_Task item_: Return all of the entries, keeping every word and mark as it is.

_Data excerpts_:

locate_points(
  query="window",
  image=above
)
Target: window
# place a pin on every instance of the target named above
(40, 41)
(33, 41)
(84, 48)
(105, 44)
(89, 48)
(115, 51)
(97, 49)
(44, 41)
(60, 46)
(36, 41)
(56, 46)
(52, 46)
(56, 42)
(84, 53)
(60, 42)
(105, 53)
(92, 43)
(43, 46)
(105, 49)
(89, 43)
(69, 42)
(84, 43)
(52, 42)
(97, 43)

_Response to this task_:
locate_points(
  query="window",
  image=above
)
Target: window
# place a pin on every instance of the target named above
(40, 41)
(33, 41)
(84, 48)
(105, 44)
(89, 48)
(115, 51)
(97, 49)
(44, 41)
(60, 46)
(36, 41)
(56, 46)
(52, 46)
(56, 42)
(84, 53)
(60, 42)
(105, 53)
(92, 43)
(43, 46)
(105, 49)
(89, 43)
(69, 42)
(84, 43)
(52, 42)
(97, 43)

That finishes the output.